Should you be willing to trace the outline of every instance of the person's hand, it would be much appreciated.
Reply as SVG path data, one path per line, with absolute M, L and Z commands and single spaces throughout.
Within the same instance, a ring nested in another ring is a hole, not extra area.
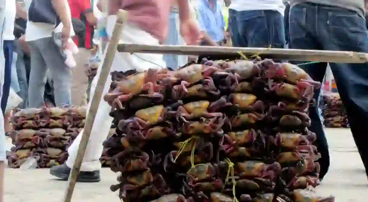
M 180 34 L 187 45 L 197 45 L 201 41 L 201 34 L 198 25 L 192 19 L 180 21 Z
M 64 26 L 61 29 L 61 44 L 63 47 L 61 49 L 63 50 L 66 48 L 68 40 L 70 37 L 71 25 Z

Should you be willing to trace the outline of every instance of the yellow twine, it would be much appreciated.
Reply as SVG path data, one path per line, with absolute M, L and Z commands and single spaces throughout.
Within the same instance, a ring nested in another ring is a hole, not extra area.
M 231 174 L 231 182 L 233 183 L 233 195 L 234 196 L 233 202 L 239 202 L 239 201 L 238 200 L 238 199 L 236 198 L 236 196 L 235 196 L 235 185 L 236 184 L 236 181 L 235 181 L 235 179 L 234 178 L 234 164 L 228 158 L 226 158 L 225 159 L 225 160 L 227 163 L 227 164 L 229 164 L 229 169 L 227 170 L 227 174 L 226 175 L 226 179 L 225 180 L 225 185 L 226 185 L 226 183 L 227 183 L 229 178 L 230 177 L 230 175 Z
M 190 154 L 190 163 L 192 164 L 192 167 L 195 166 L 194 165 L 194 151 L 195 150 L 195 143 L 197 141 L 194 142 L 194 144 L 193 145 L 193 148 L 192 148 L 192 153 Z
M 178 154 L 176 155 L 176 156 L 175 156 L 175 159 L 174 160 L 174 162 L 176 162 L 176 160 L 177 160 L 178 158 L 179 158 L 179 156 L 180 156 L 181 154 L 181 153 L 183 153 L 183 151 L 184 151 L 184 149 L 185 149 L 185 148 L 186 148 L 187 145 L 188 145 L 188 144 L 189 143 L 190 143 L 190 141 L 191 141 L 192 140 L 195 140 L 195 139 L 197 138 L 197 137 L 196 137 L 195 136 L 192 136 L 187 139 L 184 141 L 179 143 L 179 144 L 180 145 L 180 147 L 179 148 L 179 150 L 178 150 Z M 196 140 L 195 141 L 196 141 Z M 192 149 L 192 150 L 193 151 L 192 151 L 192 152 L 193 154 L 194 154 L 194 150 L 195 147 L 195 142 L 194 142 L 194 144 L 193 145 L 193 149 Z M 194 161 L 194 155 L 193 155 L 193 161 Z M 192 156 L 191 155 L 191 160 L 192 160 Z

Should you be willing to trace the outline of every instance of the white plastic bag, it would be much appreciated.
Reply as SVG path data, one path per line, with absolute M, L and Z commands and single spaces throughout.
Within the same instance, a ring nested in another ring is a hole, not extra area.
M 5 108 L 5 113 L 9 112 L 15 109 L 22 102 L 23 102 L 23 100 L 22 100 L 21 97 L 18 96 L 17 93 L 15 93 L 13 89 L 10 88 L 10 90 L 9 92 L 9 97 L 8 98 L 8 102 L 6 104 L 6 108 Z

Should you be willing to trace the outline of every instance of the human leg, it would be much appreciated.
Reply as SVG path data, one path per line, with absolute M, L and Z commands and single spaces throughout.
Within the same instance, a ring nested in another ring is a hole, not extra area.
M 46 84 L 47 67 L 40 50 L 39 43 L 38 43 L 38 40 L 29 42 L 30 56 L 32 58 L 31 60 L 28 90 L 28 107 L 30 108 L 39 108 L 45 106 L 43 93 Z
M 248 47 L 283 48 L 285 45 L 283 18 L 278 11 L 271 10 L 239 12 L 239 33 L 246 39 Z
M 3 114 L 5 113 L 6 104 L 8 102 L 9 92 L 10 90 L 11 82 L 11 64 L 13 61 L 13 42 L 4 40 L 3 44 L 4 55 L 5 58 L 5 71 L 4 71 L 4 84 L 3 85 L 3 96 L 1 98 L 1 109 Z
M 60 54 L 60 48 L 55 44 L 51 37 L 35 42 L 38 43 L 40 51 L 50 71 L 55 104 L 56 106 L 70 104 L 71 69 L 64 63 L 64 58 Z M 33 59 L 31 55 L 31 62 Z
M 88 65 L 90 55 L 90 50 L 79 48 L 78 53 L 74 55 L 77 65 L 72 69 L 72 105 L 82 106 L 87 104 L 86 91 L 88 87 L 88 78 L 86 71 L 86 65 Z
M 309 4 L 301 4 L 293 7 L 290 11 L 290 48 L 306 50 L 320 49 L 322 47 L 320 42 L 316 39 L 316 22 L 315 18 L 308 19 L 306 16 L 316 16 L 316 10 Z M 301 64 L 304 61 L 294 61 L 295 64 Z M 314 80 L 322 82 L 326 72 L 327 64 L 319 63 L 300 66 L 309 74 Z M 314 91 L 314 98 L 318 103 L 320 89 Z M 323 130 L 318 111 L 318 105 L 309 108 L 309 116 L 311 125 L 309 129 L 316 133 L 317 139 L 314 144 L 322 156 L 319 160 L 321 166 L 320 178 L 323 177 L 328 170 L 330 165 L 330 157 L 327 140 Z
M 245 47 L 245 43 L 239 32 L 238 22 L 237 21 L 238 11 L 233 9 L 229 9 L 229 27 L 231 43 L 234 47 Z
M 158 45 L 158 40 L 148 33 L 139 29 L 136 26 L 129 24 L 125 25 L 122 33 L 120 43 L 142 44 L 145 43 L 149 45 Z M 105 53 L 106 54 L 106 53 Z M 102 58 L 104 58 L 104 56 Z M 101 63 L 102 65 L 103 62 Z M 111 71 L 126 71 L 135 69 L 141 71 L 148 68 L 159 68 L 165 66 L 162 55 L 157 54 L 134 54 L 116 53 L 113 62 Z M 93 97 L 97 84 L 97 80 L 101 70 L 100 66 L 97 75 L 91 85 L 91 97 Z M 107 92 L 111 82 L 111 76 L 109 76 L 105 84 L 103 93 Z M 99 181 L 98 173 L 101 168 L 99 159 L 103 149 L 102 143 L 106 139 L 110 130 L 113 118 L 110 116 L 109 112 L 111 107 L 105 102 L 103 97 L 101 101 L 91 131 L 91 137 L 83 159 L 81 170 L 82 171 L 78 180 L 79 181 L 95 182 Z M 90 105 L 91 102 L 89 103 Z M 65 180 L 68 179 L 70 168 L 72 167 L 82 137 L 82 131 L 79 134 L 73 144 L 68 149 L 69 157 L 64 165 L 53 167 L 50 173 Z
M 19 105 L 21 109 L 24 109 L 28 103 L 28 84 L 24 63 L 24 54 L 18 40 L 14 41 L 15 51 L 17 54 L 15 69 L 18 83 L 19 84 L 19 91 L 17 94 L 23 100 L 23 102 Z
M 319 7 L 320 37 L 325 50 L 368 53 L 364 18 L 335 7 Z M 346 110 L 354 141 L 368 176 L 368 64 L 331 63 L 341 100 Z

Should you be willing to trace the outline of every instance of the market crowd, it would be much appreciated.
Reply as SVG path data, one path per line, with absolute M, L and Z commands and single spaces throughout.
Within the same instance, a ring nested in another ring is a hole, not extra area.
M 172 4 L 163 0 L 100 0 L 96 5 L 89 0 L 46 1 L 0 0 L 3 133 L 11 130 L 11 111 L 6 109 L 12 91 L 23 100 L 18 106 L 21 108 L 88 104 L 97 82 L 95 78 L 90 80 L 90 67 L 98 65 L 104 57 L 105 43 L 111 36 L 119 9 L 128 14 L 120 43 L 213 46 L 231 43 L 237 47 L 368 53 L 365 0 L 176 0 Z M 51 14 L 43 15 L 45 10 Z M 117 53 L 111 71 L 176 68 L 196 59 L 191 55 Z M 300 66 L 322 82 L 327 65 L 319 62 Z M 368 119 L 367 64 L 329 65 L 359 153 L 368 169 L 365 146 L 368 142 L 368 128 L 365 127 Z M 97 69 L 95 78 L 100 70 Z M 109 76 L 104 93 L 111 82 Z M 315 93 L 316 100 L 319 91 Z M 102 101 L 95 121 L 98 126 L 92 127 L 79 177 L 84 181 L 100 180 L 102 143 L 112 120 L 108 113 L 111 107 Z M 322 179 L 330 159 L 316 105 L 309 115 L 310 129 L 317 135 L 316 145 L 322 156 L 319 160 Z M 81 136 L 69 148 L 65 164 L 53 167 L 52 174 L 67 180 Z M 0 136 L 0 161 L 4 161 L 5 135 Z

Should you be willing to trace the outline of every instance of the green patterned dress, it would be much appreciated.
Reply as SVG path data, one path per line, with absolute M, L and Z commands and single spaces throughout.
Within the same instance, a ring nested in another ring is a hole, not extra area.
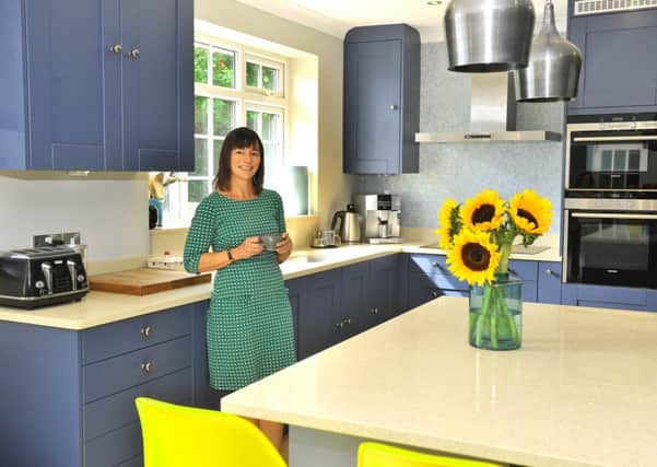
M 185 244 L 185 269 L 199 259 L 235 248 L 246 237 L 285 232 L 278 192 L 263 189 L 250 200 L 213 192 L 198 206 Z M 239 389 L 295 362 L 288 290 L 274 252 L 262 252 L 219 269 L 208 311 L 208 365 L 215 389 Z

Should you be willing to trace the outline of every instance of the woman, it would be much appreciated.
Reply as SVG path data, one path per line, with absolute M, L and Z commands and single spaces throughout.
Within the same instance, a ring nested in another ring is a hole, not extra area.
M 198 206 L 185 245 L 189 272 L 216 271 L 208 312 L 210 385 L 239 389 L 295 362 L 292 310 L 279 262 L 292 252 L 278 192 L 262 188 L 263 147 L 248 128 L 223 142 L 214 191 Z M 259 235 L 280 233 L 275 252 Z M 212 253 L 209 253 L 212 247 Z M 283 425 L 253 420 L 281 447 Z

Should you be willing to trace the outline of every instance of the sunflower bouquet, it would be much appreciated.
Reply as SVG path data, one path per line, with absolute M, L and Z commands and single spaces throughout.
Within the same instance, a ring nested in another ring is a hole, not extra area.
M 486 189 L 464 205 L 447 199 L 441 208 L 437 232 L 439 245 L 447 252 L 449 270 L 471 285 L 470 342 L 473 346 L 520 347 L 521 282 L 514 284 L 508 279 L 508 257 L 516 237 L 521 237 L 523 245 L 531 245 L 548 231 L 551 219 L 550 201 L 528 189 L 508 201 Z M 518 302 L 515 313 L 507 303 L 514 287 Z M 473 300 L 478 296 L 480 301 Z

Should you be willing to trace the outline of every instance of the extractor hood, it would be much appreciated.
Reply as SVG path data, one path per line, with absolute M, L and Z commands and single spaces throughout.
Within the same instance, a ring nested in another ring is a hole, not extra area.
M 516 130 L 516 97 L 509 73 L 473 73 L 470 127 L 465 131 L 415 133 L 415 142 L 561 141 L 561 133 Z

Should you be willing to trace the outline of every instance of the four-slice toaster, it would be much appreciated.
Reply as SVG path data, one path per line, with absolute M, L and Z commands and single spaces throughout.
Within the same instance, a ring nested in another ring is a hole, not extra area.
M 35 308 L 82 299 L 89 292 L 79 253 L 40 246 L 0 253 L 0 305 Z

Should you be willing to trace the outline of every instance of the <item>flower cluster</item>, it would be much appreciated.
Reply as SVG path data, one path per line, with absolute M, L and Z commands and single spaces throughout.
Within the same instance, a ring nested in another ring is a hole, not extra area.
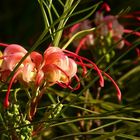
M 27 50 L 17 44 L 3 44 L 5 50 L 1 56 L 2 64 L 0 68 L 0 78 L 6 82 L 15 67 L 27 55 Z M 100 86 L 104 86 L 103 75 L 108 77 L 115 85 L 118 92 L 118 99 L 121 100 L 121 92 L 115 81 L 105 72 L 102 72 L 95 63 L 89 59 L 79 56 L 76 53 L 58 47 L 49 46 L 44 54 L 31 52 L 25 57 L 9 81 L 4 106 L 9 106 L 9 93 L 13 82 L 19 81 L 26 87 L 39 88 L 58 84 L 63 88 L 76 90 L 80 87 L 80 79 L 77 76 L 77 65 L 83 69 L 82 75 L 85 76 L 87 69 L 94 69 L 99 76 Z M 75 78 L 77 86 L 71 86 L 71 80 Z
M 27 54 L 27 51 L 17 44 L 3 44 L 6 47 L 1 56 L 0 78 L 6 82 L 16 65 Z M 58 83 L 63 87 L 69 87 L 71 78 L 76 75 L 77 64 L 73 59 L 57 47 L 49 47 L 42 56 L 38 52 L 29 54 L 18 67 L 9 82 L 4 106 L 9 106 L 9 93 L 13 82 L 19 81 L 23 85 L 39 87 L 42 84 L 50 86 Z

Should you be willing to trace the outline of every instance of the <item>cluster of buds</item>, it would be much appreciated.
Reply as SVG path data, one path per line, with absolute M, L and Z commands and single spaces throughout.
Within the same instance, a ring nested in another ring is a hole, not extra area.
M 21 59 L 28 53 L 22 46 L 17 44 L 3 44 L 4 52 L 1 56 L 0 78 L 2 82 L 6 82 L 7 78 L 13 72 Z M 30 88 L 38 89 L 39 87 L 48 87 L 58 84 L 63 88 L 76 90 L 80 87 L 80 79 L 77 76 L 77 65 L 83 69 L 82 75 L 85 76 L 87 69 L 93 69 L 99 76 L 100 86 L 104 86 L 104 76 L 109 78 L 118 92 L 118 99 L 121 100 L 121 92 L 115 81 L 105 72 L 102 72 L 95 63 L 89 59 L 79 56 L 78 54 L 60 49 L 58 47 L 49 46 L 44 54 L 31 52 L 17 68 L 9 81 L 8 90 L 4 100 L 4 107 L 9 106 L 9 93 L 14 82 L 19 81 L 21 84 Z M 71 86 L 72 78 L 75 78 L 77 85 Z
M 11 72 L 15 69 L 27 51 L 17 44 L 3 44 L 5 50 L 1 56 L 0 79 L 6 82 Z M 59 84 L 63 87 L 70 87 L 71 78 L 76 75 L 77 64 L 67 57 L 64 52 L 57 47 L 49 47 L 42 56 L 38 52 L 29 54 L 18 67 L 11 78 L 4 101 L 4 106 L 9 106 L 9 93 L 14 82 L 19 81 L 26 86 L 39 87 L 43 84 L 51 86 Z M 43 86 L 44 86 L 43 85 Z

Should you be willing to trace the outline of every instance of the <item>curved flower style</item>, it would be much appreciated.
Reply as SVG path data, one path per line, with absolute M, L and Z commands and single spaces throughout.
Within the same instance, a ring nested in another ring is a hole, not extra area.
M 1 80 L 6 81 L 9 74 L 14 70 L 20 60 L 26 55 L 27 51 L 17 44 L 2 44 L 5 46 L 3 59 L 1 64 Z M 95 63 L 92 61 L 77 55 L 76 53 L 60 49 L 58 47 L 52 47 L 46 49 L 42 56 L 38 52 L 32 52 L 28 55 L 22 64 L 18 67 L 13 77 L 10 80 L 4 106 L 9 106 L 9 93 L 13 82 L 17 80 L 20 83 L 28 84 L 32 82 L 35 86 L 44 87 L 58 84 L 63 88 L 69 88 L 76 90 L 80 87 L 80 79 L 76 75 L 77 65 L 83 68 L 83 76 L 86 76 L 87 69 L 94 69 L 99 76 L 100 86 L 104 86 L 104 78 L 102 73 L 108 77 L 115 85 L 118 91 L 118 99 L 121 100 L 121 92 L 115 83 L 115 81 L 106 73 L 102 72 Z M 71 79 L 75 78 L 77 81 L 76 87 L 71 87 Z
M 2 56 L 3 61 L 0 70 L 1 81 L 5 82 L 9 77 L 10 73 L 16 67 L 16 65 L 26 55 L 27 51 L 22 46 L 17 44 L 8 45 L 0 43 L 0 46 L 6 47 Z M 34 73 L 35 73 L 35 64 L 31 61 L 30 56 L 27 56 L 10 80 L 10 84 L 8 86 L 8 91 L 6 93 L 6 98 L 4 101 L 5 107 L 9 106 L 8 98 L 13 82 L 19 80 L 24 84 L 28 84 L 29 82 L 34 81 Z

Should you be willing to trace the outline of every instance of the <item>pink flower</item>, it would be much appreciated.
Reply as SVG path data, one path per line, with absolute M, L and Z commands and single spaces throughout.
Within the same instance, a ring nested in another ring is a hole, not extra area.
M 1 80 L 5 82 L 10 75 L 10 73 L 14 70 L 16 65 L 20 62 L 20 60 L 26 55 L 27 51 L 20 45 L 17 44 L 3 44 L 0 43 L 0 46 L 6 47 L 2 56 L 2 64 L 1 64 Z M 6 98 L 4 101 L 5 107 L 9 106 L 9 93 L 13 82 L 19 80 L 23 84 L 28 84 L 34 81 L 35 74 L 35 64 L 32 62 L 30 56 L 27 56 L 26 59 L 22 62 L 22 64 L 18 67 L 17 71 L 14 73 L 13 77 L 10 80 L 8 91 L 6 93 Z
M 44 52 L 42 71 L 50 84 L 69 84 L 71 78 L 77 72 L 77 65 L 74 60 L 64 54 L 62 49 L 49 47 Z

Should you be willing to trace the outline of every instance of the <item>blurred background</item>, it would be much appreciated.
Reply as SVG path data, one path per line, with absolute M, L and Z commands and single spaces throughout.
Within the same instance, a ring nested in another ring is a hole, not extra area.
M 99 0 L 82 0 L 79 7 L 88 7 Z M 139 0 L 106 0 L 111 13 L 122 9 L 139 10 Z M 61 9 L 60 9 L 61 10 Z M 43 31 L 43 19 L 37 0 L 0 1 L 0 42 L 31 46 Z

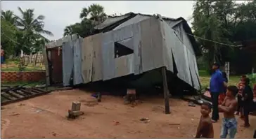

# [EXERCISE TASK]
Reproduce the listing, beginning at the line that contains "crowd, it would be much appreciated." and stopping after the line that contains "M 172 4 L 163", with "market crowd" swapped for "street crowd" and every other character left as is.

# [SOLVED PROBLEM]
Should you be willing to trace the outline of every instance of the street crowd, it would be much appreciated.
Reply as SVG path data, one path per line, with absolute M, L and Z commands and single spaces throughout.
Within the same instance, a ring nested in another ring is a hole, not extra area.
M 172 4 L 163 0 L 100 0 L 96 5 L 89 0 L 46 1 L 0 0 L 3 133 L 11 130 L 11 111 L 6 109 L 12 91 L 23 100 L 18 106 L 21 108 L 88 104 L 97 82 L 95 78 L 90 80 L 90 67 L 98 65 L 104 57 L 105 43 L 111 36 L 119 9 L 128 14 L 120 43 L 213 46 L 231 43 L 237 47 L 368 53 L 365 0 L 176 0 Z M 51 14 L 43 15 L 45 10 Z M 117 53 L 111 71 L 176 68 L 196 59 L 191 55 Z M 300 66 L 322 82 L 327 65 L 319 62 Z M 368 119 L 367 64 L 329 65 L 359 153 L 368 169 L 365 146 L 368 142 L 368 128 L 365 127 Z M 97 69 L 95 78 L 100 70 Z M 109 76 L 104 93 L 111 82 Z M 315 93 L 316 100 L 319 91 Z M 102 101 L 95 121 L 98 126 L 92 127 L 79 177 L 84 181 L 100 180 L 102 143 L 112 120 L 108 113 L 111 107 Z M 322 179 L 330 159 L 316 105 L 309 115 L 310 129 L 317 135 L 316 145 L 322 156 L 319 160 Z M 81 136 L 69 148 L 65 164 L 53 167 L 52 174 L 67 180 Z M 0 136 L 0 161 L 4 161 L 5 135 Z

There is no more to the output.